--- Texto fornecido ---

Dez Livros que Estragaram o Mundo (1.º capítulo)

Publié par Hugo Neves le

1. O PRÍNCIPE (1513)



«É pois necessário que um príncipe, se quiser
manter o lugar que ocupa, aprenda a ser capaz
de não ser bom.»

Nicolau Maquiavel (1469­‑1527)

É muito provável que o leitor conheça o termo maquiavélico e esteja familiarizado com as respectivas conotações, todas elas negativas. Com efeito, os dicionários dão como sinónimos de maquiavélico termos como desleal, hipócrita, falso, astuto, intriguista, matreiro, desonesto ou traiçoeiro. Ainda não tinha passado um século da sua morte, já Maquiavel conquistara a duvidosa honra de figurar em Ricardo III, de Shakespeare, sob o epíteto de «Maquiavel, o homicida». Quase quinhentos anos depois de ter escrito O Príncipe, o seu texto mais famoso, o nome de Maquiavel continua a evocar sentimentos de crueldade implacável e brutalidade glacial.

A despeito das recentes tentativas de o retratar como um mestre sincero e inofensivo da prudência na governação, opto aqui pela abordagem clássica que viu em Maquiavel um dos mais radicais mestres do mal que o mundo alguma vez conheceu. O Príncipe é um monumento de conselhos perversos destinados a governantes que abandonaram por completo quaisquer escrúpulos morais e religiosos, tendo portanto a ousadia de considerar que o mal – um mal profundo e obscuro, um mal quase impensável – é, as mais das vezes, mais eficaz do que o bem. E é esta, no fundo, a força venenosa de O Príncipe: o facto de, nesta obra, Maquiavel tornar concebível aquilo que era impensável. Quando se consegue aliciar o espírito para a recepção de ideias perniciosas, não tardam a seguir­‑se­‑lhes obras perniciosas.

Nicolau Maquiavel nasceu em Florença a 3 de Maio de 1469; era filho de Bernardo di Niccolò di Buoninsegna e de Bartolomea de’Nelli, sua mulher. É de justiça referir que Maquiavel nasceu num período conturbado, numa altura em que a Itália, ainda longe de ser uma nação unificada, era um saco de gatos de corrupção, intrigas e conflitos entre as cinco principais regiões que a constituíam: Florença, Veneza, Milão, Nápoles e os Estados Pontifícios.

---

(Exercícios)
a - Indique, por favor, as principais regiões que, segundo o texto sobre Maquiavel, constituíam a Itália no tempo em que ele nasceu.
b - Prossiga o texto sobre Maquiavel a partir do ponto em que termina.

--- Entradas de dados ---

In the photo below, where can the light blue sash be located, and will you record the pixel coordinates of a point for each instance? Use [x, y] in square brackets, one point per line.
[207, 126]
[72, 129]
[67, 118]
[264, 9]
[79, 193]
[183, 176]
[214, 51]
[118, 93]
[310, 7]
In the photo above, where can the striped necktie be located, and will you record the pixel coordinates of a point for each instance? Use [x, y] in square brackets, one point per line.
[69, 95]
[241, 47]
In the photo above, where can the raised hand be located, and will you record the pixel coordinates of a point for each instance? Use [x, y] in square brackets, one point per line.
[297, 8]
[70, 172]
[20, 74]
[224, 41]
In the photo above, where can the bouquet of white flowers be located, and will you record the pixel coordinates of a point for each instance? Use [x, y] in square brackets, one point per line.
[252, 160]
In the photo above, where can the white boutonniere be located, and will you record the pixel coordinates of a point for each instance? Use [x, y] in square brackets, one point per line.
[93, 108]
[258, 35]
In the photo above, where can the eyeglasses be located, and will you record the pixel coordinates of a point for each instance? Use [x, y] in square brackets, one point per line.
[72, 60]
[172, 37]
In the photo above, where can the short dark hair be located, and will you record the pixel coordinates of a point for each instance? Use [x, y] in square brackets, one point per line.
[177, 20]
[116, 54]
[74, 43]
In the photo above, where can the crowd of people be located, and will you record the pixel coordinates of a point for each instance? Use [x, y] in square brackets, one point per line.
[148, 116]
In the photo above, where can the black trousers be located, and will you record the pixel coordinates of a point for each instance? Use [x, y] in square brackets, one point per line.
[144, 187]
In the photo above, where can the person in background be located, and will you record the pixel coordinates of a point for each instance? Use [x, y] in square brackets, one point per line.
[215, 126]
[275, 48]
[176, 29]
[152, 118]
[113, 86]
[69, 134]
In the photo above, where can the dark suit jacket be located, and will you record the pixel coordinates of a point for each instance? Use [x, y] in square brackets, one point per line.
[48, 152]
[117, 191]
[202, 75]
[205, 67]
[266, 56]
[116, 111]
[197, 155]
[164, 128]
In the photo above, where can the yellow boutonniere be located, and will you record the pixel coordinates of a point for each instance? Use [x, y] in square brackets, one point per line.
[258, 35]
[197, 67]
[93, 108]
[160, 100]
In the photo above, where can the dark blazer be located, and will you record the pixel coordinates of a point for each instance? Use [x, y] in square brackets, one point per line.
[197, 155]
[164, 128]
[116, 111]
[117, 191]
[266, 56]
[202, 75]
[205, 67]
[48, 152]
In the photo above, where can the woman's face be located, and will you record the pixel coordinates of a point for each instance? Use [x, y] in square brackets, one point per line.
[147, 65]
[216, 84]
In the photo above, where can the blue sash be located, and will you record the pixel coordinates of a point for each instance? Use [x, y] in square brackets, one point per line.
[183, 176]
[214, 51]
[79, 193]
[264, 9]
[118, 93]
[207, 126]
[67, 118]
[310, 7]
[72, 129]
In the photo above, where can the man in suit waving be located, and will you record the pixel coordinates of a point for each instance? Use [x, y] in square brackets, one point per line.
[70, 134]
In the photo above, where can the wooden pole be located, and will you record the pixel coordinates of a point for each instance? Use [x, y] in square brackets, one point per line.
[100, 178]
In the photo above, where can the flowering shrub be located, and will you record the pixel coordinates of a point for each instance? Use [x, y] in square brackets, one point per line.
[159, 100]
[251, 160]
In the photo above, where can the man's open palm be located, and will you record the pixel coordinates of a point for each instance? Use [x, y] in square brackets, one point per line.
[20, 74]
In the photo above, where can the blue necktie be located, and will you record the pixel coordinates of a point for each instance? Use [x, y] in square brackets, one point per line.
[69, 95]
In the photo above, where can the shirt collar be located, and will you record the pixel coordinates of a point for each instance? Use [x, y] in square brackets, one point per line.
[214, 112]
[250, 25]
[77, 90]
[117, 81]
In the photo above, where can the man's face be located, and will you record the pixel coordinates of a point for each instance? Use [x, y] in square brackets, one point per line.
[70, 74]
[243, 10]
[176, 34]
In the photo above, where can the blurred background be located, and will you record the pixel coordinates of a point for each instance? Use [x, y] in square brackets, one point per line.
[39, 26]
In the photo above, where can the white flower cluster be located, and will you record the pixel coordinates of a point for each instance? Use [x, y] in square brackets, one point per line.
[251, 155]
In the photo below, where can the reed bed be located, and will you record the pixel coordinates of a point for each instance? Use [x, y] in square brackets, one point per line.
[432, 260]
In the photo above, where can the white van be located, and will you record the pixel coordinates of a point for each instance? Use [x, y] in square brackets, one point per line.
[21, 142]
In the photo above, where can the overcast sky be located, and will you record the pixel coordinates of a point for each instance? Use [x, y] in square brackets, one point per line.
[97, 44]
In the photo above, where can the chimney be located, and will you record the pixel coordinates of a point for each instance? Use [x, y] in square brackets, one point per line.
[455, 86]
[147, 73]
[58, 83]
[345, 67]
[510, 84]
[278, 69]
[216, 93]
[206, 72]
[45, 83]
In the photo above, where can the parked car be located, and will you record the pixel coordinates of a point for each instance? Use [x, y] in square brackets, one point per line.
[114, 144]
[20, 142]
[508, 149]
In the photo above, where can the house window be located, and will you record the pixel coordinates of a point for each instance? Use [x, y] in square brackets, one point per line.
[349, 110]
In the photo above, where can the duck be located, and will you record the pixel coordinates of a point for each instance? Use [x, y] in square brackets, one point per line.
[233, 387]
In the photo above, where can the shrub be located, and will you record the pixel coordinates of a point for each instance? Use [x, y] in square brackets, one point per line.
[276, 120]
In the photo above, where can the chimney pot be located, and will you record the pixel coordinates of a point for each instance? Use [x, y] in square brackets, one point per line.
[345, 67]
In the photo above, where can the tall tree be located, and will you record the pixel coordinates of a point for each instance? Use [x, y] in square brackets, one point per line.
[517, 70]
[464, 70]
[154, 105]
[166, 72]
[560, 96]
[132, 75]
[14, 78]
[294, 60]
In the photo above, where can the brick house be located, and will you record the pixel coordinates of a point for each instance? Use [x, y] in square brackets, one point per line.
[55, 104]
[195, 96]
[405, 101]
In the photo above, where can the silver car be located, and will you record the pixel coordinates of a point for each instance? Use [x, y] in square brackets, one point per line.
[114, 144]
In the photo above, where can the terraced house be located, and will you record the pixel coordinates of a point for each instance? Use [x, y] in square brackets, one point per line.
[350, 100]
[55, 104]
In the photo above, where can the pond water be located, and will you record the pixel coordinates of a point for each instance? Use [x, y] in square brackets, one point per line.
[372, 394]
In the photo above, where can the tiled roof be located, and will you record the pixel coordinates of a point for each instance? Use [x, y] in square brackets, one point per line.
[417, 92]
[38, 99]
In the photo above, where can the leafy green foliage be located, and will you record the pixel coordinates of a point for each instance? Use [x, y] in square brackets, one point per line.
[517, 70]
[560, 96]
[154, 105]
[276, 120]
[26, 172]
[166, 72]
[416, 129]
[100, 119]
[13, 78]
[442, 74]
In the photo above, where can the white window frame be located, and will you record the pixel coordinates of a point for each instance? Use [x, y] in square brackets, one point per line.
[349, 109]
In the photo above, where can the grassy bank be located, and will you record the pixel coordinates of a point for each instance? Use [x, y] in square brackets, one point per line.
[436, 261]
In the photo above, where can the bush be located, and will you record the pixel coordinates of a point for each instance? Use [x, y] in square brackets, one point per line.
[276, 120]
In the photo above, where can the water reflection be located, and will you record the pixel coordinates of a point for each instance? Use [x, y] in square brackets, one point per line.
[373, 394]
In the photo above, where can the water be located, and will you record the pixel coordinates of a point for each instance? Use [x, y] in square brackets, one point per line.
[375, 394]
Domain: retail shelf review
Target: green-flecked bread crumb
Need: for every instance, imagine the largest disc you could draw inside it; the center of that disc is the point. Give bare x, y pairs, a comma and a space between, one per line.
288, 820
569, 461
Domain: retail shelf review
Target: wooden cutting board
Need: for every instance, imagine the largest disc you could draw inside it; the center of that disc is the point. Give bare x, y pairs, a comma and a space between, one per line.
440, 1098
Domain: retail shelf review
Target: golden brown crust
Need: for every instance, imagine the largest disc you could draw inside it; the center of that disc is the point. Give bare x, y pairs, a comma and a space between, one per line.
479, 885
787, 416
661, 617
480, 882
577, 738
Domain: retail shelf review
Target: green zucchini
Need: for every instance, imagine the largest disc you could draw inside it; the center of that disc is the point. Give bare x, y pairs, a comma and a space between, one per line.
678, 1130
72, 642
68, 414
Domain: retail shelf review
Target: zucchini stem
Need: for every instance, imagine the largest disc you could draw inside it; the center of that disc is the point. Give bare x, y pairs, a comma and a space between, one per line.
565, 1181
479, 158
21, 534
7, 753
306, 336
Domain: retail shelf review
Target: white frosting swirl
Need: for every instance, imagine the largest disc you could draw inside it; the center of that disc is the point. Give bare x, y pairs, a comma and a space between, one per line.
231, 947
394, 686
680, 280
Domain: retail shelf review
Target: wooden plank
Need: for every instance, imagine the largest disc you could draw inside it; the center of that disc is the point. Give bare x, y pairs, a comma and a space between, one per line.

---

(Respostas escritas)
a - Florença, Veneza, Milão, Nápoles e os Estados Pontifícios.

b -
Maquiavel assistiu às mais terríveis expressões de hipocrisia religiosa, nomeadamente aos jogos políticos de cardeais e de papas que mais não eram do que lobos disfarçados com peles de cordeiro, e conheceu em primeira mão a fria crueldade de reis e príncipes. Esteve preso por suspeita de traição e, para lhe arrancarem uma «confissão» dos crimes que cometera, foi sujeito a uma tortura designada por strappado, em que os pulsos do prisioneiro eram amarrados atrás das costas e presos a uma corda suspensa de uma roldana fixa ao tecto; depois, o prisioneiro era içado até ao tecto, ficando pendurado pelos braços, e largado com violência para o chão, movimento que provocava a deslocação das articulações dos braços. E o processo repetia-se várias vezes.

Maquiavel teve contacto directo com o mal. Mas o mesmo aconteceu a muitos outros, em muitos outros locais e períodos da história; não há nem nunca houve escassez de maldade no mundo, como nunca houve escassez de testemunhos da maldade. A especificidade de Maquiavel consiste em ter olhado o mal de frente e lhe ter sorrido – um sorriso do qual resultou O Príncipe.

O Príncipe é um livro chocante, engenhosamente chocante. O objectivo de Maquiavel era provocar uma revolução na alma dos leitores, e as armas desta revolução eram as palavras. O autor afirma ousadamente aquilo que outros apenas se tinham atrevido a sussurrar, e em seguida sussurra aquilo que outros não se tinham sequer atrevido a conceber.

Comecemos pelo capítulo xviii: deve o príncipe ser íntegro, cumprir as suas promessas, ser honesto, e por aí fora? Bem, reflecte Maquiavel, toda a gente concorda que «é muito louvável um príncipe cumprir as suas promessas e ser honesto».[*] Toda a gente tem bem a dizer de um governante honesto; qualquer pessoa compreende que a honestidade é a melhor política; toda a gente conhece inúmeros exemplos bíblicos de reis honestos que foram abençoados e de reis desonestos que foram amaldiçoados, e a literatura da Antiguidade está pejada de tributos a soberanos virtuosos.

Mas será sensato fazer aquilo que toda a gente louva? Os governantes virtuosos serão todos bem-sucedidos? Mais importante ainda, os governantes bem-sucedidos serão todos virtuosos? Ou não será antes que a virtude de um governante é o sucesso, de tal maneira que tudo aquilo que a ele conduz é – independentemente do que as pessoas dizem – bom por definição?

Pois bem, prossegue Maquiavel, vamos ver o que se passa no mundo real. «A experiência dos nossos tempos mostra que os príncipes que fizeram grandes coisas foram aqueles que não se preocuparam muito com a questão da confiança.» Cumprir o que se prometeu é um disparate, que prejudica quem fez a referida promessa. Ora bem, «se todos os homens fossem virtuosos, esta não seria uma boa proposta; mas, como os homens são perversos e infiéis para connosco, nós não somos obrigados a ser virtuosos e fiéis para com eles».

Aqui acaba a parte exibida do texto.